- Your task
After locating the line that contains "Indicate each instance of the light" in the data below, set down exactly that line and each one after it through the line that contains "Indicate each instance of the arched wall", and nothing more.

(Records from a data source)
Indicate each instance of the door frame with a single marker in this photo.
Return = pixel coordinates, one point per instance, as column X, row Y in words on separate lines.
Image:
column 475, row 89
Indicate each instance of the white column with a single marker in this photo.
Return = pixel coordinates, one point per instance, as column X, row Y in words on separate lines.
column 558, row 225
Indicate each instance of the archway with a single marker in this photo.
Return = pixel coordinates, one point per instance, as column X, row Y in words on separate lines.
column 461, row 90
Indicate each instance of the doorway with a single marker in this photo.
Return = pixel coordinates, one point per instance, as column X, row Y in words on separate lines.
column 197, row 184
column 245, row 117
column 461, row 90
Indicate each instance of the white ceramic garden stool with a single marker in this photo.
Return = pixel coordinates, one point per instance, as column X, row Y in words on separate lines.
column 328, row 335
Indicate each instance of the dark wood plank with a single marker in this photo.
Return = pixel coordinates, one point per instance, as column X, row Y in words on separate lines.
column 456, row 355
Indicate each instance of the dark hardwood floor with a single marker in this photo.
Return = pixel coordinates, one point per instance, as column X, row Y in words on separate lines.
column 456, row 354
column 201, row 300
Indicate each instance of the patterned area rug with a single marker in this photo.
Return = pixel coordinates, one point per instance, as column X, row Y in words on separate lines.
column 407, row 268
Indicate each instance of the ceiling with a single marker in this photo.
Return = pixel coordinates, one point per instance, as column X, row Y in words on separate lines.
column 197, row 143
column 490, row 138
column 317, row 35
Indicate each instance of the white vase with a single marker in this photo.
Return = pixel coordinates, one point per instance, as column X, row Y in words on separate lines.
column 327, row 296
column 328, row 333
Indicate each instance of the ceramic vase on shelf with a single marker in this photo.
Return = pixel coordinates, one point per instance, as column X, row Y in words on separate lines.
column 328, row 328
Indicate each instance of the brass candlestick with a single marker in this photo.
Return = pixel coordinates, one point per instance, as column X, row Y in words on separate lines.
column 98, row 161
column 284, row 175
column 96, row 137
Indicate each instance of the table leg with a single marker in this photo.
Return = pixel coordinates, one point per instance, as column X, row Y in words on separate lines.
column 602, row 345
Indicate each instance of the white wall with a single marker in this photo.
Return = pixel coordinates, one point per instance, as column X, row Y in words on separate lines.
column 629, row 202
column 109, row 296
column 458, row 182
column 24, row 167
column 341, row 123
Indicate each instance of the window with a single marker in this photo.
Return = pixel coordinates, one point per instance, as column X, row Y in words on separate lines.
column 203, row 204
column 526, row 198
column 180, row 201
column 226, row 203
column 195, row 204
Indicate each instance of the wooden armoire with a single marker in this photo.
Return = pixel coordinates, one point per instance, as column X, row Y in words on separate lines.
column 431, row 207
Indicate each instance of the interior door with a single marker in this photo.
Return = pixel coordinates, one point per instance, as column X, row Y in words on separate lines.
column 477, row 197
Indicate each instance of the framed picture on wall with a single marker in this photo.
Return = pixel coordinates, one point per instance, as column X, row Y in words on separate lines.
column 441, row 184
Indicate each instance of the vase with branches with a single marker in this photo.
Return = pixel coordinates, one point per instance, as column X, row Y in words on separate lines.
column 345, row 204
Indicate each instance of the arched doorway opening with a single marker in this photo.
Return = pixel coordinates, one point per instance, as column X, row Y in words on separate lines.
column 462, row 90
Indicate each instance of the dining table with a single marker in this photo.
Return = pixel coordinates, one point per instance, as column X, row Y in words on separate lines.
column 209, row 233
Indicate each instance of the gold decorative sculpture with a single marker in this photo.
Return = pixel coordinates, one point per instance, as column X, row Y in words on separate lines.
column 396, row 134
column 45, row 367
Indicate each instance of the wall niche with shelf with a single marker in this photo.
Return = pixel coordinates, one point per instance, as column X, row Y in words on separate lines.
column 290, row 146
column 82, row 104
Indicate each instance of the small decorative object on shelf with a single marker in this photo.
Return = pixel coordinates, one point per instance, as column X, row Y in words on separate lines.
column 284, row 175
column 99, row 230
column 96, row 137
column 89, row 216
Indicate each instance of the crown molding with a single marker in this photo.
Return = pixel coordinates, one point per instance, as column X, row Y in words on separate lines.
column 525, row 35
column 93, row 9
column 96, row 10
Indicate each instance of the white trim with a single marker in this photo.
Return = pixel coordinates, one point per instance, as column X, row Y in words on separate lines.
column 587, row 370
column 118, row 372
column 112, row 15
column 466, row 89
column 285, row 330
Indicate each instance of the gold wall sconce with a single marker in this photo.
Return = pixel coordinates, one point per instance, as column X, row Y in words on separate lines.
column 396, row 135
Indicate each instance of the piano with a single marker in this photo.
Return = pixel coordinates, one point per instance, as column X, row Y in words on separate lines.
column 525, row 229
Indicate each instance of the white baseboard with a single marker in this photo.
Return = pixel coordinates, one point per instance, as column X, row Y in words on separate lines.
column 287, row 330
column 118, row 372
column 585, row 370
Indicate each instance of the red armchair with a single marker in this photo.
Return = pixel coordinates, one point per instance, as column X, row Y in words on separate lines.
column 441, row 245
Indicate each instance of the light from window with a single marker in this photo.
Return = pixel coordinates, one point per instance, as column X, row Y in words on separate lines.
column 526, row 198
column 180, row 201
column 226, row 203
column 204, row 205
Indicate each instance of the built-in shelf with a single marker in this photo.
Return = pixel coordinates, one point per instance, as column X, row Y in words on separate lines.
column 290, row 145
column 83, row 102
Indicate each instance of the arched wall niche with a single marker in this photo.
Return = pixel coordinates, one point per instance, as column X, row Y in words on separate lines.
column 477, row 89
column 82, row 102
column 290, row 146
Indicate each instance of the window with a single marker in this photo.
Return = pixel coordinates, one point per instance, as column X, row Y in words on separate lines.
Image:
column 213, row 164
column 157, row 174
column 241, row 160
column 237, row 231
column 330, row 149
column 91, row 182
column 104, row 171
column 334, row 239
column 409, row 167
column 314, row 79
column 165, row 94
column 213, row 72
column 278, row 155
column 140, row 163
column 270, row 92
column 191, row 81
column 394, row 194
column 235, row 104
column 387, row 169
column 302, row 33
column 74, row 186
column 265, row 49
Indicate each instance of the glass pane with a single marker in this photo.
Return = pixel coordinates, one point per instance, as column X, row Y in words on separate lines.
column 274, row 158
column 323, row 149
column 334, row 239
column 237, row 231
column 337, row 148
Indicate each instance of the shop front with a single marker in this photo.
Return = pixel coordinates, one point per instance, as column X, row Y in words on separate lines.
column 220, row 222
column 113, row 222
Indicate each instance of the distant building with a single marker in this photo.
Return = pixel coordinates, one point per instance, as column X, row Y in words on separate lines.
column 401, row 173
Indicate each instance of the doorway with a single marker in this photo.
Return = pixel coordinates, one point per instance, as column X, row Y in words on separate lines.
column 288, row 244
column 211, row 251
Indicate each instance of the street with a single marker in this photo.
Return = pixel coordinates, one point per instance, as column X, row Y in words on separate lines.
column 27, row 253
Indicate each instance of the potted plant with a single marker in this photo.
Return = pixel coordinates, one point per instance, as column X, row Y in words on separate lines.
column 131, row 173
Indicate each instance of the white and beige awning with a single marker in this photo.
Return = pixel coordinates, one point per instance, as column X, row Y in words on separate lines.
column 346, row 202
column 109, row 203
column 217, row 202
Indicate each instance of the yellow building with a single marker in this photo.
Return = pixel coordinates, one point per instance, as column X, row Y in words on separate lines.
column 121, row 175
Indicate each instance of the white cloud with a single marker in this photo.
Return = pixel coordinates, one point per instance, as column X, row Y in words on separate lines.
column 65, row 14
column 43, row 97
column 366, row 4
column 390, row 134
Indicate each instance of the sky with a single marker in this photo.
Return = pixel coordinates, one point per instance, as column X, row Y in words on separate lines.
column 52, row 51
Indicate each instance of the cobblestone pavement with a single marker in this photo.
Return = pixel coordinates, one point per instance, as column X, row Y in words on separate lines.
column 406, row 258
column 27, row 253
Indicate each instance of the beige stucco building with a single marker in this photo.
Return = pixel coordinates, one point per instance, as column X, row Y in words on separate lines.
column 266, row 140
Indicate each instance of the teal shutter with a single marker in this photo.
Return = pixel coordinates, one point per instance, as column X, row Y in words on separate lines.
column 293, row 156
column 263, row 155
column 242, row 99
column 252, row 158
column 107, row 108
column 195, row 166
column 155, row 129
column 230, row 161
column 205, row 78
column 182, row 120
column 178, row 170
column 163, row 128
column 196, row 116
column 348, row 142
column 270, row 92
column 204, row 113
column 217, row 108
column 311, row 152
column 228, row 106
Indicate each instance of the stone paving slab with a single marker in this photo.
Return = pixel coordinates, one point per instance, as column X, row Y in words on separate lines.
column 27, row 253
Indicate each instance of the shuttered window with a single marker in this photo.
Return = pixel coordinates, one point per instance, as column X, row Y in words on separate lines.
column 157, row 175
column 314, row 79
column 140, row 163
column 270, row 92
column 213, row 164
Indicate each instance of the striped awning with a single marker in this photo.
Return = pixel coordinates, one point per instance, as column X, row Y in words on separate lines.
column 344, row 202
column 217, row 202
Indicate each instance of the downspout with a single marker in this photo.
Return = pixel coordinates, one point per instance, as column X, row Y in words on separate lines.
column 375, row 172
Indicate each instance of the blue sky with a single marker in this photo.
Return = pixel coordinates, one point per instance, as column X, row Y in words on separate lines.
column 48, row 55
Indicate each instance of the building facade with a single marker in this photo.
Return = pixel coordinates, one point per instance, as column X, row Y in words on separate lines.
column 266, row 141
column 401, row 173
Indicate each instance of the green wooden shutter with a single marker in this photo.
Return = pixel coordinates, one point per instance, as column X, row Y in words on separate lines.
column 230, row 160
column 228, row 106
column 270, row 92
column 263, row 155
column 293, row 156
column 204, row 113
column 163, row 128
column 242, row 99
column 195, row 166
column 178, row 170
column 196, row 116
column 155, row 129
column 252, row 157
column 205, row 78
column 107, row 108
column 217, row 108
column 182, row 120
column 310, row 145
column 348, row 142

- Task response
Indicate each instance of the light from window with a single marker in this photo.
Return = pixel coordinates, one point per instance, as column X, row Y in words on separate lines.
column 526, row 198
column 180, row 201
column 226, row 203
column 204, row 205
Indicate each instance of the built-in shelf with a single marker in this photo.
Return = pixel coordinates, one point per instance, as column X, row Y in words on separate lines.
column 290, row 145
column 83, row 102
Indicate each instance of the arched wall niche with a single marker in this photo.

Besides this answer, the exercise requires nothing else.